*Text under study*:
Gordonstoun School is but a few miles away and provides an all-round education based upon the principles of its founder Kurt Hahn.

==Places of worship==
The Hopeman Kirk was built and dedicated around 1857. Originally a daughter church of Burghead Free Church of Scotland, it became part of the United Free Church of Scotland in 1901 and then, by the union of 1929, rejoined the Church of Scotland. In 1979 the Hopeman Kirk became formally linked with the Duffus Kirk and the Spynie Kirk, and together they form one church in three locations.

Before starting Hopeman Baptist Church in 1898, the founding members walked to Lossiemouth Baptist Church every Sunday for worship. After several years the people from Hopeman formed a local congregation, erecting a building and establishing themselves in the village. Hopeman Baptist Church is affiliated with the Baptist Union of Scotland, and they meet regularly for worship, prayer, and Bible study.

*Extracted information*:
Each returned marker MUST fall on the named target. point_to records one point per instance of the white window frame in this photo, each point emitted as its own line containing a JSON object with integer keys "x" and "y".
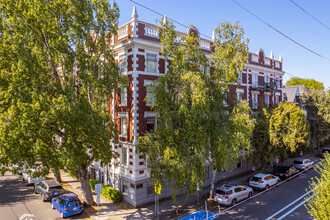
{"x": 123, "y": 116}
{"x": 124, "y": 156}
{"x": 122, "y": 63}
{"x": 123, "y": 97}
{"x": 155, "y": 59}
{"x": 267, "y": 99}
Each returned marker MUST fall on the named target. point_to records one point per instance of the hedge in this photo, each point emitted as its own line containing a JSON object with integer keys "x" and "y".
{"x": 107, "y": 191}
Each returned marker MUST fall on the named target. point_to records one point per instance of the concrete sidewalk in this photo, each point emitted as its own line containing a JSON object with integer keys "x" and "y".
{"x": 123, "y": 210}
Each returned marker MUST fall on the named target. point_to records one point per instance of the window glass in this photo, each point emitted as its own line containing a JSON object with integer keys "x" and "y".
{"x": 123, "y": 126}
{"x": 123, "y": 96}
{"x": 124, "y": 155}
{"x": 151, "y": 63}
{"x": 74, "y": 203}
{"x": 151, "y": 124}
{"x": 122, "y": 64}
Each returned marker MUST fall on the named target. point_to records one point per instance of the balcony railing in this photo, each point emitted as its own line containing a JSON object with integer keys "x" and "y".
{"x": 122, "y": 32}
{"x": 151, "y": 31}
{"x": 258, "y": 86}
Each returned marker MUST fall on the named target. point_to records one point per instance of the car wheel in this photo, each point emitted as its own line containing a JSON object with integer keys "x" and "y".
{"x": 233, "y": 202}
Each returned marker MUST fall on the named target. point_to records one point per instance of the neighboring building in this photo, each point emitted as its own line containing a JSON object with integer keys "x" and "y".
{"x": 137, "y": 52}
{"x": 295, "y": 94}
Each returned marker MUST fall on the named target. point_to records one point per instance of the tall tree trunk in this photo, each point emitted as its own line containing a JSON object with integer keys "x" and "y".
{"x": 214, "y": 171}
{"x": 57, "y": 174}
{"x": 86, "y": 188}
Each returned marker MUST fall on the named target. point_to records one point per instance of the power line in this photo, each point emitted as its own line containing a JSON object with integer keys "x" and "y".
{"x": 310, "y": 15}
{"x": 278, "y": 31}
{"x": 167, "y": 17}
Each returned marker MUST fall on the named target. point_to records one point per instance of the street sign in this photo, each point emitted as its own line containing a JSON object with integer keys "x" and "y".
{"x": 98, "y": 188}
{"x": 98, "y": 199}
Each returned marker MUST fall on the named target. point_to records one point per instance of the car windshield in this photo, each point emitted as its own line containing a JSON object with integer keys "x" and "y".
{"x": 257, "y": 179}
{"x": 221, "y": 192}
{"x": 282, "y": 169}
{"x": 74, "y": 203}
{"x": 55, "y": 187}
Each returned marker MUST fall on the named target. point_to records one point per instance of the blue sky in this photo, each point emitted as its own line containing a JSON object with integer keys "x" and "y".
{"x": 206, "y": 15}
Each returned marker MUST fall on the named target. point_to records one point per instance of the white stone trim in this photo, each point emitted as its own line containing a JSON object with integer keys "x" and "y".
{"x": 122, "y": 114}
{"x": 239, "y": 90}
{"x": 150, "y": 114}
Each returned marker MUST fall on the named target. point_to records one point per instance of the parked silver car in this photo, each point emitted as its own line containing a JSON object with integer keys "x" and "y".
{"x": 48, "y": 189}
{"x": 27, "y": 176}
{"x": 302, "y": 164}
{"x": 230, "y": 194}
{"x": 263, "y": 181}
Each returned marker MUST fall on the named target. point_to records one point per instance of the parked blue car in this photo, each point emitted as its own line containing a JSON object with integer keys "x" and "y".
{"x": 67, "y": 204}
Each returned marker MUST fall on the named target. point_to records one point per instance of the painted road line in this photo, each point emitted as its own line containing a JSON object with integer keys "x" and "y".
{"x": 278, "y": 212}
{"x": 294, "y": 208}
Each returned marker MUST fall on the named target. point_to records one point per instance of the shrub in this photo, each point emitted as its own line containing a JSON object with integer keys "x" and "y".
{"x": 92, "y": 183}
{"x": 111, "y": 193}
{"x": 107, "y": 191}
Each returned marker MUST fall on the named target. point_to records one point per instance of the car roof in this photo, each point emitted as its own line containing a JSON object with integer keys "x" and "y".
{"x": 70, "y": 197}
{"x": 261, "y": 175}
{"x": 52, "y": 183}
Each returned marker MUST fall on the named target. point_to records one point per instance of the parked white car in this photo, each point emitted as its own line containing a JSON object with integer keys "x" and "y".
{"x": 302, "y": 164}
{"x": 27, "y": 176}
{"x": 230, "y": 194}
{"x": 263, "y": 181}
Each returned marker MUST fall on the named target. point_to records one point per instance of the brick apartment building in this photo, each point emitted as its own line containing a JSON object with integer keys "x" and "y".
{"x": 137, "y": 51}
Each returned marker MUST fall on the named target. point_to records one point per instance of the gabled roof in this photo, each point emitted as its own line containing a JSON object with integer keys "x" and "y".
{"x": 296, "y": 90}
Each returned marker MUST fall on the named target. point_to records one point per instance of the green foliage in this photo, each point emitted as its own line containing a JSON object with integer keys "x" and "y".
{"x": 309, "y": 83}
{"x": 262, "y": 151}
{"x": 319, "y": 206}
{"x": 93, "y": 182}
{"x": 107, "y": 191}
{"x": 194, "y": 125}
{"x": 55, "y": 82}
{"x": 289, "y": 132}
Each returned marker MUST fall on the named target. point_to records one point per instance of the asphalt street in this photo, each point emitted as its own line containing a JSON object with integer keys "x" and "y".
{"x": 17, "y": 199}
{"x": 286, "y": 201}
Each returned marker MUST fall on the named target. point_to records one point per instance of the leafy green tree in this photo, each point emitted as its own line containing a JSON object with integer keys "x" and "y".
{"x": 289, "y": 132}
{"x": 262, "y": 150}
{"x": 316, "y": 105}
{"x": 57, "y": 76}
{"x": 319, "y": 206}
{"x": 194, "y": 125}
{"x": 309, "y": 83}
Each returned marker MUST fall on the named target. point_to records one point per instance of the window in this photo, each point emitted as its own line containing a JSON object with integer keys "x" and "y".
{"x": 277, "y": 99}
{"x": 239, "y": 78}
{"x": 151, "y": 63}
{"x": 239, "y": 96}
{"x": 254, "y": 80}
{"x": 124, "y": 156}
{"x": 150, "y": 97}
{"x": 123, "y": 127}
{"x": 125, "y": 187}
{"x": 123, "y": 97}
{"x": 267, "y": 79}
{"x": 151, "y": 124}
{"x": 266, "y": 99}
{"x": 254, "y": 100}
{"x": 122, "y": 64}
{"x": 277, "y": 83}
{"x": 150, "y": 188}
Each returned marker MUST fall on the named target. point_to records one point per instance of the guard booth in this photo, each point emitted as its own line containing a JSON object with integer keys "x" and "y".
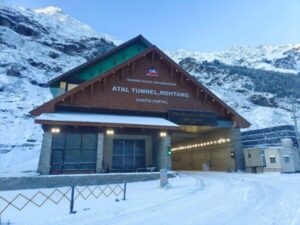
{"x": 122, "y": 111}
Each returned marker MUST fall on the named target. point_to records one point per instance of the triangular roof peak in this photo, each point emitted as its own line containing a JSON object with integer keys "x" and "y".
{"x": 137, "y": 39}
{"x": 238, "y": 120}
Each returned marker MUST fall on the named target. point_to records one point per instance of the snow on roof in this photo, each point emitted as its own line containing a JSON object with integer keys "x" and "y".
{"x": 106, "y": 119}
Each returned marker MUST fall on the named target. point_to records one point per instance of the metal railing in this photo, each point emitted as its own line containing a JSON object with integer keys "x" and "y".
{"x": 70, "y": 194}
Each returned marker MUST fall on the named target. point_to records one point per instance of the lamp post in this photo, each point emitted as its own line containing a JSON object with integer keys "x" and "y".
{"x": 165, "y": 153}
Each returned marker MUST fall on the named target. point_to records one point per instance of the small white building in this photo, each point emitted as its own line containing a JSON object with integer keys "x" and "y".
{"x": 284, "y": 158}
{"x": 254, "y": 160}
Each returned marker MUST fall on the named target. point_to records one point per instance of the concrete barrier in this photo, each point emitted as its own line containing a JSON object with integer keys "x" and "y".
{"x": 54, "y": 181}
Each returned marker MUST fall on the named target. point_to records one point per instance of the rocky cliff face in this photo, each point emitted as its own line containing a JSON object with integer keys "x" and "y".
{"x": 37, "y": 45}
{"x": 258, "y": 83}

*About this exercise*: Could you carry the passage about Hopeman village further, picking up right after its closing sentence on Hopeman Baptist Church?

*Result for this exercise*:
== Sport ==
Hopeman is home to Hopeman Golf Club, which was founded in 1909 and has been named in Sky Sports top 18 Scottish holes. Hopeman is also home of Hopeman FC, who are a welfare team that play in the Moray District Welfare League Premier Division. There is also a youth team called Hopeman Dynamos that train young kids aged 5 to 12, some of which have gone on to play for Junior teams like Burghead Thistle or for Lossiemouth FC and other Highland League youth teams as well as Elgin City and Inverness Caledonian Thistle youth teams. One of the first football clubs in Hopeman was Hopeman Rangers.